Stated task a
Translate this sentence from the Cobras season review into Spanish: "Internally, Bacchus Marsh did not necessarily see the drop off coming."

Document excerpt
2019 IN PROFILE
Eighth (down three positions on 2018 - 4 fewer wins)
6 wins 10 losses
Senior players: 38
STATISTICALLY SPEAKING (home and away)
Quarters won: 29
Best quarters: second (averaged 6-point lead), second (highest average score, 23 points)
Worst quarters: last (broke even), first and last (lowest average score 18 points)
Highest quarter score: 60 points
Quarters less than 10 points: 16
BEST AND FAIREST - Daniel Burton
LEADING GOALKICKER: Aaron Willitts 43
HENDERSON MEDAL VOTING
3-Jakob de Winter
The Cobras were always going to be under pressure to hold onto a spot in the top six last season.
There was every chance at least Sebastopol and Sunbury would be pressing to step up and play finals after missing out in 2018.
Someone had to go.
Bacchus Marsh was one in the firing line.
As it turned out there was a 50 percent turnover in the top six as Sebastopol, Sunbury and Redan replaced Bacchus Marsh, North Ballarat City and Lake Wendouree.
In the end Bacchus Marsh missed out on the top six by four games and with that came the departure of coach Peter Davey after just one season at Maddingley Park.
Internally, Bacchus Marsh did not necessarily see the drop off coming.
Finals were well and truly on the radar for a fourth year in a row.
QUICK STICKS: WRAPPING UP THE COBRAS' SEASON IN 30 SECONDS
The Cobras found themselves under pressure with losses in their opening three rounds and then bounced back with wins in their next four.
Two of these victories were over Sunbury and Darley, and with points from a bye thrown in it was more than enough to suggest the Marsh was back in business.
Just as quickly the run came to a grinding halt and when it lost to Ballarat in round 13 it was season over.

(Entries on locating named things)
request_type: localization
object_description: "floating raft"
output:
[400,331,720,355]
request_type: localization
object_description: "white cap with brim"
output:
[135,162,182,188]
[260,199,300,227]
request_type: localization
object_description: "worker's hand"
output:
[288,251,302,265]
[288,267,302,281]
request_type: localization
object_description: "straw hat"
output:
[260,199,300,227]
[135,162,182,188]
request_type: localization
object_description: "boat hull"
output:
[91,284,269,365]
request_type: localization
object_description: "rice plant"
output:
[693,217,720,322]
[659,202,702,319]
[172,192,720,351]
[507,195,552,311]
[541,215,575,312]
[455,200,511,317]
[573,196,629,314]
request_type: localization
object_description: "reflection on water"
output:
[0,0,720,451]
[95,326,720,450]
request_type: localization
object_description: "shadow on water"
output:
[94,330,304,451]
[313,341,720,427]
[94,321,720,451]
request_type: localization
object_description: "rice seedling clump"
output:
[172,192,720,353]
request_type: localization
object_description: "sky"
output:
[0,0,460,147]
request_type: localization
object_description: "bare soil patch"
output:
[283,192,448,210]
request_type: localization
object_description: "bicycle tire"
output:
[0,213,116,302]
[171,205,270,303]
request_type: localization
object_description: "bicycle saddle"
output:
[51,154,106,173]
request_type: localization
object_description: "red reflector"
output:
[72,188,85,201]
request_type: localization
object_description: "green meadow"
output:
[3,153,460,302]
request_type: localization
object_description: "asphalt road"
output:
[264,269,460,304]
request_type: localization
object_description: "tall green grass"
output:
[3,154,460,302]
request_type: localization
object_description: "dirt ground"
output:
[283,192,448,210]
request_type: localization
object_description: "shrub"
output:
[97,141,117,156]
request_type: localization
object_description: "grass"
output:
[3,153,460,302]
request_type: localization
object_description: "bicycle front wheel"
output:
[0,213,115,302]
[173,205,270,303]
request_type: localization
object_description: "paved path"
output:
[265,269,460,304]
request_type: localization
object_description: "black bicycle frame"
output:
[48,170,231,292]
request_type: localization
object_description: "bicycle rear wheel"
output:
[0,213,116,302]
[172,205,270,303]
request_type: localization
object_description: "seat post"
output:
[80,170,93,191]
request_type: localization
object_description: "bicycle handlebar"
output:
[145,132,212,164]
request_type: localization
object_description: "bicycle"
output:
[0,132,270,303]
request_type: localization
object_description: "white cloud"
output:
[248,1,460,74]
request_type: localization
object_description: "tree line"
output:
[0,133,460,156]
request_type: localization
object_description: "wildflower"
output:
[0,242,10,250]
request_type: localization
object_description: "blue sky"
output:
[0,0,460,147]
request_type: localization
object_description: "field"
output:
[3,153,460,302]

Stated task b
State how many lines of the records contain the string "green", where case counts, and give only the number.

Worked solution a
Internamente, Bacchus Marsh no necesariamente vio venir la caída.

Worked solution b
2